** WHAT THE TASK ASKS **
The response has to be every entry, printed word for word.

** SUPPLIED RECORDS **

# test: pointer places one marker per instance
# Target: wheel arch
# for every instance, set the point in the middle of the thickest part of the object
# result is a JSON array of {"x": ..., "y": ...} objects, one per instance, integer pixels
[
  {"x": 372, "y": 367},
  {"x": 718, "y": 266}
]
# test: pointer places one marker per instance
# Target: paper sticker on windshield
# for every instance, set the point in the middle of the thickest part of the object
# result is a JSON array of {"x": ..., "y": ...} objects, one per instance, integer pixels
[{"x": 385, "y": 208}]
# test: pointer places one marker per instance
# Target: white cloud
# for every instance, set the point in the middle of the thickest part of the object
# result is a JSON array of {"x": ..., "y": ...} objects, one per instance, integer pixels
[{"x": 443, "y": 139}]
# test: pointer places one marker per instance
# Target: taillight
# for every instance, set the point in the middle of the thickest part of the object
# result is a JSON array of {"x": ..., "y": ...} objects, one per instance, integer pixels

** OUTPUT **
# test: pointer places one marker per instance
# Target: wheel arch
# for every instance, set the point in the middle of the thickest part of the object
# result is a JSON array of {"x": ..., "y": ...} objects, one per instance, integer pixels
[
  {"x": 372, "y": 367},
  {"x": 718, "y": 266}
]
# test: pointer places one marker per instance
# Target: paper sticker on windshield
# for every instance, set the point in the middle of the thickest part of the object
# result is a JSON array of {"x": ..., "y": ...} objects, one per instance, integer pixels
[{"x": 385, "y": 208}]
# test: pointer places one marker per instance
# Target: white cloud
# for every instance, set the point in the middle of the thickest part of the object
# result is a JSON array of {"x": ..., "y": ...} objects, one per instance, integer pixels
[{"x": 443, "y": 139}]
# test: pointer places one marker per instance
# Target: taillight
# for every instance, set the point in the middle of the thickest part of the object
# result is a JSON array of {"x": ..., "y": ...} objects, one per instance, integer pixels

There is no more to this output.